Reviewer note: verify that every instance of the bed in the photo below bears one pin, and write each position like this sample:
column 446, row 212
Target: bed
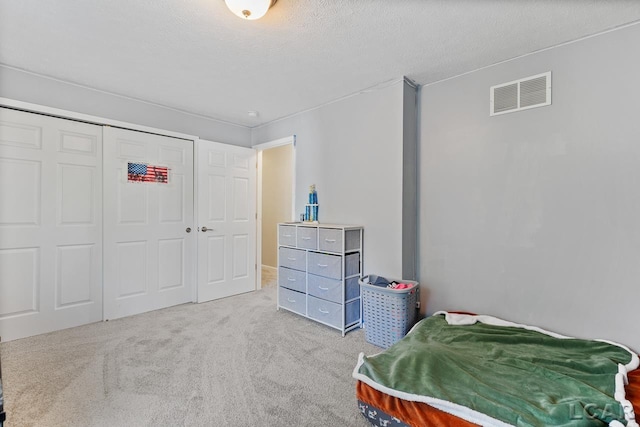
column 461, row 370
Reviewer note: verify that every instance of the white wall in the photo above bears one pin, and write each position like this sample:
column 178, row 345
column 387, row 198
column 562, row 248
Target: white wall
column 277, row 183
column 352, row 150
column 535, row 216
column 32, row 88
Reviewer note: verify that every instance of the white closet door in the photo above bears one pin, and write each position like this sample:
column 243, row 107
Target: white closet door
column 227, row 220
column 50, row 224
column 149, row 256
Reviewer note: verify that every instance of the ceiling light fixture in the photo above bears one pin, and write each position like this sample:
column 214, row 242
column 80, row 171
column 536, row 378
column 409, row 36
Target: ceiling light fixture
column 249, row 9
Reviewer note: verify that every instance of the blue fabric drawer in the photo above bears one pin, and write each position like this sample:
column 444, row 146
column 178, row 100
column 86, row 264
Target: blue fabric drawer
column 293, row 258
column 292, row 300
column 292, row 279
column 325, row 265
column 331, row 313
column 325, row 288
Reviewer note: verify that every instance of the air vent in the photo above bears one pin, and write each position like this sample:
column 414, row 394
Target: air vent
column 521, row 94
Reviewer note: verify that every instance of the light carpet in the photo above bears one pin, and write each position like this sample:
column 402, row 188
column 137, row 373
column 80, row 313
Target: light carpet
column 231, row 362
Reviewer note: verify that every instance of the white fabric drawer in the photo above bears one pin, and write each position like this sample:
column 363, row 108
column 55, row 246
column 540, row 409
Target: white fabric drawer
column 292, row 300
column 330, row 240
column 325, row 265
column 307, row 237
column 293, row 258
column 292, row 279
column 287, row 235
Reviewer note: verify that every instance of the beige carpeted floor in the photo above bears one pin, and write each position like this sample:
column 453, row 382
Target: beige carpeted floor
column 232, row 362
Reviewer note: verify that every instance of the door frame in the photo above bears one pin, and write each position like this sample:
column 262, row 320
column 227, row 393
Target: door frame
column 259, row 149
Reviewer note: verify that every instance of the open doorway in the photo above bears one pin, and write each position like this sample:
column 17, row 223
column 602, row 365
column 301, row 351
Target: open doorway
column 275, row 204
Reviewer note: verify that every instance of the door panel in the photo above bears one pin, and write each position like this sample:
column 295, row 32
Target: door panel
column 227, row 208
column 50, row 224
column 149, row 256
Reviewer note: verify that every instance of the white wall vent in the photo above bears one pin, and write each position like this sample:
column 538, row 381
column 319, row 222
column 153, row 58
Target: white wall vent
column 530, row 92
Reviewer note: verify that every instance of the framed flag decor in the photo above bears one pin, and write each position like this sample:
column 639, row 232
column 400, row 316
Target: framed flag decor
column 142, row 172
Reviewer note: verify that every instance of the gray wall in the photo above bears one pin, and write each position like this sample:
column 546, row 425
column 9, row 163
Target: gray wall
column 352, row 150
column 535, row 216
column 27, row 87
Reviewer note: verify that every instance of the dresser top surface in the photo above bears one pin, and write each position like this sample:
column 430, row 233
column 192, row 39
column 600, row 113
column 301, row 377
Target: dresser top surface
column 322, row 225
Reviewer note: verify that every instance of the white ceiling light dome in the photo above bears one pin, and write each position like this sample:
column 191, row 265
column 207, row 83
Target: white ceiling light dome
column 249, row 9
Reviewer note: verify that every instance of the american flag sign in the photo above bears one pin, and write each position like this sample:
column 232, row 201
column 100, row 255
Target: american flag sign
column 142, row 172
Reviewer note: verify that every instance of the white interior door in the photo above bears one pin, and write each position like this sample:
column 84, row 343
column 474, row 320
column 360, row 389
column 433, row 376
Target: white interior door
column 50, row 224
column 226, row 220
column 149, row 252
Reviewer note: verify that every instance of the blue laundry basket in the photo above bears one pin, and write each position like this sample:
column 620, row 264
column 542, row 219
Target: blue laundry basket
column 388, row 314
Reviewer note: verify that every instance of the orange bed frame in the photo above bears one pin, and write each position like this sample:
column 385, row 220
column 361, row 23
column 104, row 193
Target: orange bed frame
column 418, row 414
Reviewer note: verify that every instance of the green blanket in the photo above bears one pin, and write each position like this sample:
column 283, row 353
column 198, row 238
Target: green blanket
column 517, row 376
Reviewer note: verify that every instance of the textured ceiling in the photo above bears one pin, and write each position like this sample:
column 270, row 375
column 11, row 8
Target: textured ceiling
column 196, row 56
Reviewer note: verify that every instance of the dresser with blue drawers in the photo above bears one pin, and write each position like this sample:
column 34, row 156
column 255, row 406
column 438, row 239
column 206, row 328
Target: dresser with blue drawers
column 318, row 270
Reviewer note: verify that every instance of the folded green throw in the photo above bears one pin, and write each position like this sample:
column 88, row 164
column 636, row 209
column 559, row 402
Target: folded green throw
column 498, row 373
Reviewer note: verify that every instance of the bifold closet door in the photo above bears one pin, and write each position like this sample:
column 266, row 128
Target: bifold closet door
column 50, row 224
column 149, row 233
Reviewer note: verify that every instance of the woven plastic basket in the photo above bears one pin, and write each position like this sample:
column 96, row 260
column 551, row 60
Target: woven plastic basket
column 388, row 314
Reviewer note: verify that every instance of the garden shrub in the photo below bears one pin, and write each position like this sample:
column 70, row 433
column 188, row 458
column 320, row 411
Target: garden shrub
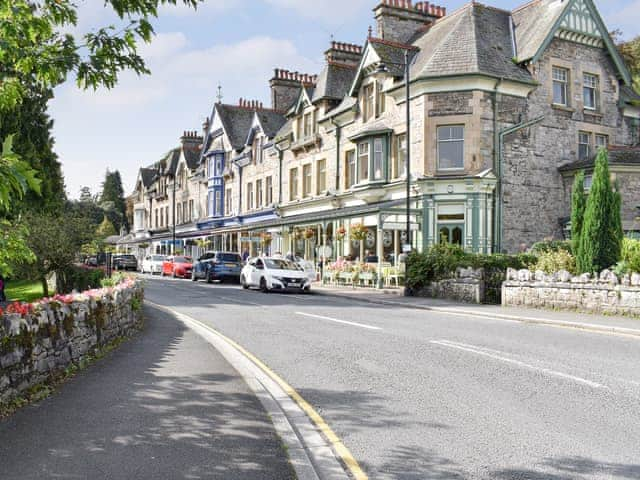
column 631, row 254
column 441, row 261
column 79, row 278
column 552, row 262
column 550, row 245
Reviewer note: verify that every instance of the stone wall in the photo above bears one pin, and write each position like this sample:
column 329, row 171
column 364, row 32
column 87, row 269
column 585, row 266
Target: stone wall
column 44, row 338
column 468, row 286
column 605, row 294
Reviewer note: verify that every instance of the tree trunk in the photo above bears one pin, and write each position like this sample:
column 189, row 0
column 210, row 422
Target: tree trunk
column 45, row 286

- TASK PROMPT -
Look through the records above for the string "below", then copy every line that has it.

- TASK RESPONSE -
Reviewer note: verify that every instance of the bed in the photo below bears one pin, and write each position like this sample:
Reviewer note: verify that every instance of the garden shrub in the photo below bears one pin, and write each position like this sample:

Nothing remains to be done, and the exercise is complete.